— Written task —
List each line of the records that contains the word "blue". Case counts.

— Data for processing —
begin

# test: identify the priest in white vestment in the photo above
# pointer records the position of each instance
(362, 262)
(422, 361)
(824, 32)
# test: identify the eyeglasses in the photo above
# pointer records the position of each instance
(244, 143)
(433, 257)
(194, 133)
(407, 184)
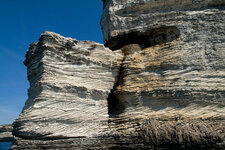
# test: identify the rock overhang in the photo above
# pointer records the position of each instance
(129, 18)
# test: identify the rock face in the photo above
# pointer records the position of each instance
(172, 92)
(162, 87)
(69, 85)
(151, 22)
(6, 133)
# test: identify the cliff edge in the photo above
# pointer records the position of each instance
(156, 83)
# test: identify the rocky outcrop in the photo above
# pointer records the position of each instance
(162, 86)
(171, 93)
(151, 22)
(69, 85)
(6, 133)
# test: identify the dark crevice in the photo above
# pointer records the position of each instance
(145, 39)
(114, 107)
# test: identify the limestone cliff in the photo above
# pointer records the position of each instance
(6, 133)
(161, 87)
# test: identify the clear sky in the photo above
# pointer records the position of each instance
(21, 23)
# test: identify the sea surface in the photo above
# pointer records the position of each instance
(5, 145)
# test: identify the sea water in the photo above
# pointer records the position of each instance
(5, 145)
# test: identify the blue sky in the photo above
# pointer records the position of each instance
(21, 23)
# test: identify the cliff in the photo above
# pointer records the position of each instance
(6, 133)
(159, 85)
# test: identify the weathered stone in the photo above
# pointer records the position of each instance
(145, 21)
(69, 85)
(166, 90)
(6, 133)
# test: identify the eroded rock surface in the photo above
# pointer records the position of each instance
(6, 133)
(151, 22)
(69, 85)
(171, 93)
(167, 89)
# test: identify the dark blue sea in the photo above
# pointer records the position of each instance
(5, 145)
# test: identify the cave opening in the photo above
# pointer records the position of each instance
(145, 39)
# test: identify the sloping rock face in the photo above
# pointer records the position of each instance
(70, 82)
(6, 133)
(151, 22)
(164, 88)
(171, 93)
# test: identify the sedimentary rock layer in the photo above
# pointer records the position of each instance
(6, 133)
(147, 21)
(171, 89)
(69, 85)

end
begin

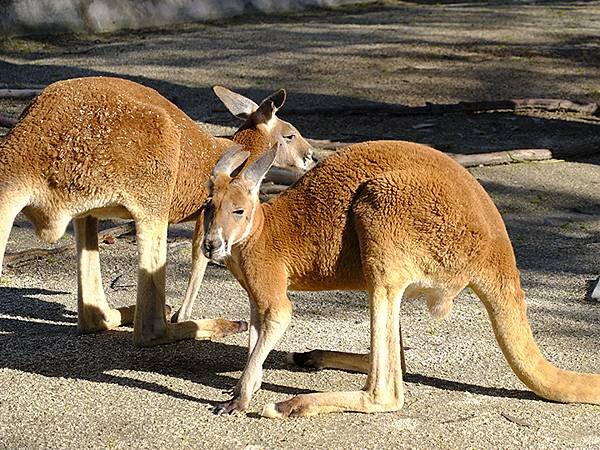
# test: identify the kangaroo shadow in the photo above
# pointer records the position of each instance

end

— Result for this task —
# test: identify the blue sky in the photo above
# test: identify the dark blue sea in the photo above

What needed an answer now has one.